>> START INPUT DATA
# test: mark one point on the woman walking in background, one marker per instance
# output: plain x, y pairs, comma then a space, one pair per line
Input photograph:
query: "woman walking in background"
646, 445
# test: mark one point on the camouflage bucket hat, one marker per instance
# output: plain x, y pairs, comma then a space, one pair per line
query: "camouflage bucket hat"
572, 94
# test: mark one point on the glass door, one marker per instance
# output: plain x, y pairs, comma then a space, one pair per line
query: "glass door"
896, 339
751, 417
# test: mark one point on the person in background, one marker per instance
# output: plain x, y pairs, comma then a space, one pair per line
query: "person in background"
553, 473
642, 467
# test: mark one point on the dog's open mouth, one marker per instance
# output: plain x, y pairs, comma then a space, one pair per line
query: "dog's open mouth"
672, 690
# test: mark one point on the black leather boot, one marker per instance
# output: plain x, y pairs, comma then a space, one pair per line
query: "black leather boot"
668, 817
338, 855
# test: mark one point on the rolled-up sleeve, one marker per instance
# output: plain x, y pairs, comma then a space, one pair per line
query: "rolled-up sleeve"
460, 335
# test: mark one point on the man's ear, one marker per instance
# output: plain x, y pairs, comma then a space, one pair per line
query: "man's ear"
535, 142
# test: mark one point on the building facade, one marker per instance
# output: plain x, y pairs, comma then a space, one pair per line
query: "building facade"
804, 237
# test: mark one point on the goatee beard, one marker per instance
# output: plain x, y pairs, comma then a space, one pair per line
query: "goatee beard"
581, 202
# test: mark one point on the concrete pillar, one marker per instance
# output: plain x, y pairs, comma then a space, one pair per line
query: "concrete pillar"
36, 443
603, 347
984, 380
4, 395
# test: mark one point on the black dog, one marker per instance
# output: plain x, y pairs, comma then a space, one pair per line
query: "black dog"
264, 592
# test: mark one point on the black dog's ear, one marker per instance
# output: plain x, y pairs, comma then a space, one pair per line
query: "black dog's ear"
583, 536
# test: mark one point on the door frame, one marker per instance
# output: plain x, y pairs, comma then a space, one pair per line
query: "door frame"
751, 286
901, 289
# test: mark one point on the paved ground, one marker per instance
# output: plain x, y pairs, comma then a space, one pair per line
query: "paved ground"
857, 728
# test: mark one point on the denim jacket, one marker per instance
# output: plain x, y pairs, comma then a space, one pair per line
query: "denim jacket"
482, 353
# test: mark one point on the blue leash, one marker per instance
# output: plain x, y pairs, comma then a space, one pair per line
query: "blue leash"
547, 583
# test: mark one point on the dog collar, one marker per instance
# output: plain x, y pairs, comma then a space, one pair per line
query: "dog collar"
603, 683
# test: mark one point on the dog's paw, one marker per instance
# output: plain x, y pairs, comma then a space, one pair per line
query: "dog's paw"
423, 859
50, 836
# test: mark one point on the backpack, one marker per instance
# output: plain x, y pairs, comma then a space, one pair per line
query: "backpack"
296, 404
>> END INPUT DATA
(EXERCISE):
Give back all the records exactly as they stand.

(RESULT FOR THIS TASK):
# test: mark one point on the woman walking in background, one marker per instance
# output: plain x, y pairs, comma then a space, one pair per line
Input photograph:
query: "woman walking in background"
646, 445
# test: mark one point on the camouflage bucket hat, one marker per instance
# output: plain x, y pairs, comma then a space, one pair per line
query: "camouflage bucket hat"
572, 94
# test: mark one point on the glass door, one marker per instance
# output: plain x, y pairs, comma then a space, one pair per line
query: "glass door"
896, 339
751, 417
# test: mark one point on the person in background, one marker per instance
# output: plain x, y pairs, comma then a space, one pair per line
query: "person in background"
553, 473
642, 467
# test: mark one point on the dog's open mouth, one marker per instance
# output: plain x, y pairs, comma then a space, one pair per line
query: "dog's open mouth"
672, 690
# test: mark one point on the black leather boot, one marker per instance
# output: plain x, y pairs, comma then a space, one pair per line
query: "black leather boot"
668, 817
338, 855
# test: mark one point on the rolled-up sleeve, one marker per instance
# output: plain x, y pairs, comma then a space, one pair per line
query: "rolled-up sleeve"
460, 335
# test: mark one point on the man's ear, one marker per instance
# output: plain x, y pairs, comma then a space, one pair per line
query: "man's ear"
535, 142
# test: mark one point on the building facade, one marker per instance
# output: plain x, y pairs, comma then a space, one pair per line
query: "building facade"
804, 237
# test: mark one point on the goatee beard, one marker per instance
# output: plain x, y pairs, comma then a space, one pair per line
query: "goatee beard"
581, 202
# test: mark one point on the concrete pillar, one marker per instance
# output: plain x, y pairs, comma then a space, one pair per line
query: "concrete pillar"
36, 443
603, 347
984, 380
4, 395
# test: mark one point on the black dog, one marker per instance
# output: plain x, y pairs, comma then a space, one pair per line
query: "black dog"
264, 592
# test: mark one point on the black dog's ear, one marker per instance
# output: plain x, y pairs, comma then a space, one pair per line
query: "black dog's ear"
583, 536
# test: mark one point on the door frame, one marker per instance
# output: plain x, y pairs, comma then a space, one pair per line
query: "door frame"
751, 286
901, 289
# test: mark one point on the paved ground, one marker per instance
# output: plain x, y pairs, comma then a space, one pair per line
query: "paved ground"
857, 728
# test: mark one point on the denim jacket, one marker per instance
# output: plain x, y pairs, comma then a space, one pair per line
query: "denim jacket"
482, 353
# test: mark one point on the blue leash, one marker per instance
# output: plain x, y pairs, comma then a space, one pair per line
query: "blue leash"
547, 583
# test: mark one point on the dog collar, one marker per instance
# output: plain x, y pairs, comma then a space, one pair per line
query: "dog collar"
603, 683
# test: mark one point on the dog's paw, one marker per instance
# output: plain x, y pairs, comma then a space, one pair per line
query: "dog's paw"
423, 859
50, 836
# test: mark one point on the backpack, one marker per instance
# output: plain x, y pairs, comma then a space, one pair per line
query: "backpack"
296, 404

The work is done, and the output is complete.